<<<<
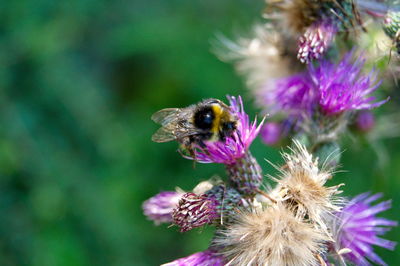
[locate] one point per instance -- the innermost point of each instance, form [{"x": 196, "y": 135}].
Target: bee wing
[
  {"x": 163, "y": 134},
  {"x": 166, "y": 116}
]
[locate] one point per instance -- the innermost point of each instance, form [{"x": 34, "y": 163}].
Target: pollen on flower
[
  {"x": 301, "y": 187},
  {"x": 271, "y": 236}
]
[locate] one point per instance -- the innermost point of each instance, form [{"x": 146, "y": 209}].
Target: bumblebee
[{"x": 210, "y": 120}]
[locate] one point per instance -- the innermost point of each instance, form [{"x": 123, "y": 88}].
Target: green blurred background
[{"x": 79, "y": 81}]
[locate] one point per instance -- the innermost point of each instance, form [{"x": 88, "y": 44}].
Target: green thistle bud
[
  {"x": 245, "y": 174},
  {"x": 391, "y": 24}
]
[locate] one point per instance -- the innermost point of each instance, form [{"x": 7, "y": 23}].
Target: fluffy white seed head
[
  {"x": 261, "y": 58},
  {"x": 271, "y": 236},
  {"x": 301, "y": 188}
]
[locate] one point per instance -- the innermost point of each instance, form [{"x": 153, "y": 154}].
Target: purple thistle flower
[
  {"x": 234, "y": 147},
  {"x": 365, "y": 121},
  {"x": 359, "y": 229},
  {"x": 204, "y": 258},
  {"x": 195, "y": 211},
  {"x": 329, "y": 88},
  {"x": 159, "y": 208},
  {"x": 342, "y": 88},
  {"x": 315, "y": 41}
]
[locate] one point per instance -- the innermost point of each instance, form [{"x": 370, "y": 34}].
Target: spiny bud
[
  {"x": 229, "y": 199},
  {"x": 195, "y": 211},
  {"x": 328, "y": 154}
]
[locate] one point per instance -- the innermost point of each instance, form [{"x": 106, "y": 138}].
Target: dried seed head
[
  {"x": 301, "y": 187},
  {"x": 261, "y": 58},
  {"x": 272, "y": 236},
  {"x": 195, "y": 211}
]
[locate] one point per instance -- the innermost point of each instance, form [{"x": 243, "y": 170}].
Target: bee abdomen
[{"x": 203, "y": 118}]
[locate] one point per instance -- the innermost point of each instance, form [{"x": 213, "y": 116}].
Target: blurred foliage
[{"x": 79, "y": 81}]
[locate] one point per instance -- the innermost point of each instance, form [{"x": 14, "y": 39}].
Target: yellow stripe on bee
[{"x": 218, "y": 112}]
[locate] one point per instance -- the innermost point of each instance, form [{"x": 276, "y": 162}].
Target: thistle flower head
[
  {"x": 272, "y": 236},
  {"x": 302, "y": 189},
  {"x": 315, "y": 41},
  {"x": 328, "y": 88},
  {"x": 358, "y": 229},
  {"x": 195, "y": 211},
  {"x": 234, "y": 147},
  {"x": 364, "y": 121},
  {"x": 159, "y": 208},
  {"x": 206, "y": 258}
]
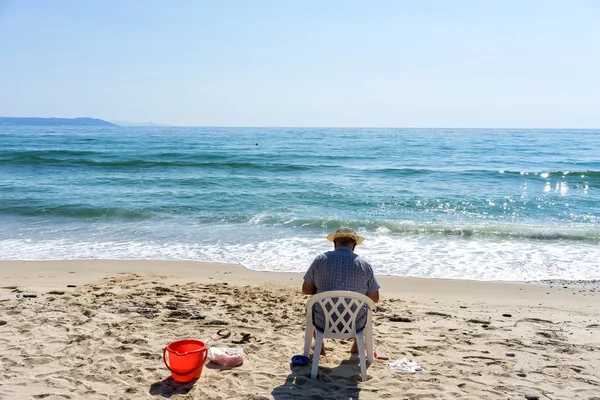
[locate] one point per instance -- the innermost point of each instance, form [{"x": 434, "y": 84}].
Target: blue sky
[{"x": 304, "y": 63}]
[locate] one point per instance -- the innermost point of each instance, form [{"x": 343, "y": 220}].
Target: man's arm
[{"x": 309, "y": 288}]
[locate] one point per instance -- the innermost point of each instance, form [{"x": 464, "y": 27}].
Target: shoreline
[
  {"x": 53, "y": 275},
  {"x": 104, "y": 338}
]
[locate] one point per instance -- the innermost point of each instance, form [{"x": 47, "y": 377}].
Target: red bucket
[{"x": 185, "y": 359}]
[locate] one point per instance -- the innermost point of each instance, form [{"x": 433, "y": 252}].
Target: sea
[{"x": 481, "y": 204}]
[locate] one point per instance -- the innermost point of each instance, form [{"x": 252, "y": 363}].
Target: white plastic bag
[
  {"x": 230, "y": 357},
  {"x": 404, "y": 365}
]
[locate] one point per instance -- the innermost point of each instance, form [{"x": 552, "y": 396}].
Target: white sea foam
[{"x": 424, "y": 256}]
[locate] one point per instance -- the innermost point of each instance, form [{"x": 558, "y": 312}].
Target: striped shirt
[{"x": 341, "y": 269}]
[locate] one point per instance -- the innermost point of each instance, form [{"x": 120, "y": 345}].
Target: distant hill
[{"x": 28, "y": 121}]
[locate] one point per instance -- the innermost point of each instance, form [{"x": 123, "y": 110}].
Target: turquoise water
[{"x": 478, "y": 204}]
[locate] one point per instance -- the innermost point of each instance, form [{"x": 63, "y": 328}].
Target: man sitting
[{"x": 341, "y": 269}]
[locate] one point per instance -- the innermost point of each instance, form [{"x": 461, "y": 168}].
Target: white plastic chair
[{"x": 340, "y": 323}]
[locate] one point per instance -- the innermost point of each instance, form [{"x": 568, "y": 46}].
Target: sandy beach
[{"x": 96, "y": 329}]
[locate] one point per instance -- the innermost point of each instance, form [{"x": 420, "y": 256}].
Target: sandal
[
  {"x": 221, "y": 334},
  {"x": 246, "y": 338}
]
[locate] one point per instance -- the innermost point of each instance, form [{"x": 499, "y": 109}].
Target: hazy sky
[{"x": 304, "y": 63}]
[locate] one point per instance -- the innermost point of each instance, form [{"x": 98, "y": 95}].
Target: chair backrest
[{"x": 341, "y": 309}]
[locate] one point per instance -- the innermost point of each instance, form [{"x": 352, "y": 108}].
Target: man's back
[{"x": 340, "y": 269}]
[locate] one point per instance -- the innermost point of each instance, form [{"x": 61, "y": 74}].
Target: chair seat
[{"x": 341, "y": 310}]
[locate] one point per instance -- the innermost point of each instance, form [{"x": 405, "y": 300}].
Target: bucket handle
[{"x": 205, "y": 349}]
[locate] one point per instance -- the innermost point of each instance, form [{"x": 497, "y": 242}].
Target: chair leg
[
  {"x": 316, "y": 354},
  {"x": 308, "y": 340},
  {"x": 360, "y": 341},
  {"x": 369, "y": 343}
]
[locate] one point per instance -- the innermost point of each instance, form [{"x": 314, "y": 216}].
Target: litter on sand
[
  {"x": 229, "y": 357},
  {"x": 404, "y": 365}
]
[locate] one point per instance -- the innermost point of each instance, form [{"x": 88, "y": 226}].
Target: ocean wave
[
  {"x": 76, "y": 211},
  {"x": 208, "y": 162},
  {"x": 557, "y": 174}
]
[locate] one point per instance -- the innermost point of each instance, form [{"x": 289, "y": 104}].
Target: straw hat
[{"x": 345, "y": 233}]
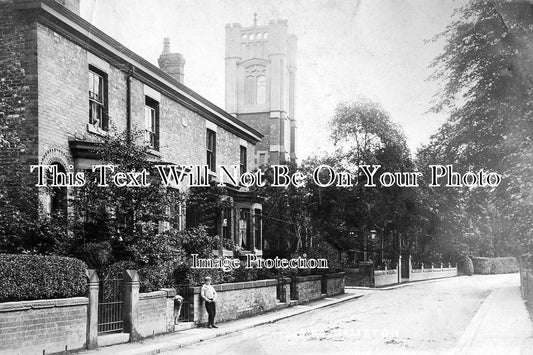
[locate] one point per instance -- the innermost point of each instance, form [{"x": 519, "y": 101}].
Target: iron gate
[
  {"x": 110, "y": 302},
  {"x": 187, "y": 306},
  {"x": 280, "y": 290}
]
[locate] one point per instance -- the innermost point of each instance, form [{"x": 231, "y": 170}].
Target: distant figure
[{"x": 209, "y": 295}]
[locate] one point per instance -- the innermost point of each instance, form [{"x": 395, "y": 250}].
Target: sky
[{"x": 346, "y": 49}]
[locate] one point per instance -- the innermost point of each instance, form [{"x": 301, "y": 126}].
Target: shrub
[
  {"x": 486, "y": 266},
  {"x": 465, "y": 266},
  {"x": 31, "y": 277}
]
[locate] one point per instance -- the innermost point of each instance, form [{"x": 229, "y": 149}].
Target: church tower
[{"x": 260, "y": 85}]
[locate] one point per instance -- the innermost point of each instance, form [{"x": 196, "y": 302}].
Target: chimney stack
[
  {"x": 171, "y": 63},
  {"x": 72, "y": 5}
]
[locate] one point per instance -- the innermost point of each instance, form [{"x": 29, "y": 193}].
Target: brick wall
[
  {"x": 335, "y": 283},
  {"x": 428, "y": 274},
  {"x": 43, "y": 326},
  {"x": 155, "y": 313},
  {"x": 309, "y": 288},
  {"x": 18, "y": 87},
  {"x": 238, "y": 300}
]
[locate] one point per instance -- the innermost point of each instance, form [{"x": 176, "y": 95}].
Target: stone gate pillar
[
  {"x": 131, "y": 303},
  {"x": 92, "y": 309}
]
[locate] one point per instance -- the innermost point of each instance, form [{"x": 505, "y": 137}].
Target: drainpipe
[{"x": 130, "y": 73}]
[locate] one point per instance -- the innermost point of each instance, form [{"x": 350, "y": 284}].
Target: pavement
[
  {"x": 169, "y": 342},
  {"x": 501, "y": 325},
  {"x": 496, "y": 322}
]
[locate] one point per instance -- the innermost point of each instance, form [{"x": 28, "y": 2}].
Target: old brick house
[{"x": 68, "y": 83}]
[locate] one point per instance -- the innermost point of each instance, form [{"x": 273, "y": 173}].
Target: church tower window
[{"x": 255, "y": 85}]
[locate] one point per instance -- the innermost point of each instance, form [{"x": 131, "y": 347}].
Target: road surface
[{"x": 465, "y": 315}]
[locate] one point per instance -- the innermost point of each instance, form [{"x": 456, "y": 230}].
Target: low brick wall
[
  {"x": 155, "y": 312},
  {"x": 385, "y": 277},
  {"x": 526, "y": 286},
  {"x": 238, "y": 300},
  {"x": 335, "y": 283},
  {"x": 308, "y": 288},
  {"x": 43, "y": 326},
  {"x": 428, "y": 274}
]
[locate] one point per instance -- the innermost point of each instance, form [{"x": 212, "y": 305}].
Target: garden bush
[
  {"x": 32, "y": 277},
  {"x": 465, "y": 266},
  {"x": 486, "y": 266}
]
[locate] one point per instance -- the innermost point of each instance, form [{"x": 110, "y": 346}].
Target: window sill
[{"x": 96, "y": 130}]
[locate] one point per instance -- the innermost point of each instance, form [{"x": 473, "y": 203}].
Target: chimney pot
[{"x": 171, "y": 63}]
>>>>
* _Your goal_
Identify every line of the records that contains the string "church", and copy each one. Case counts.

* _Output for this exercise_
Target: church tower
Target: church tower window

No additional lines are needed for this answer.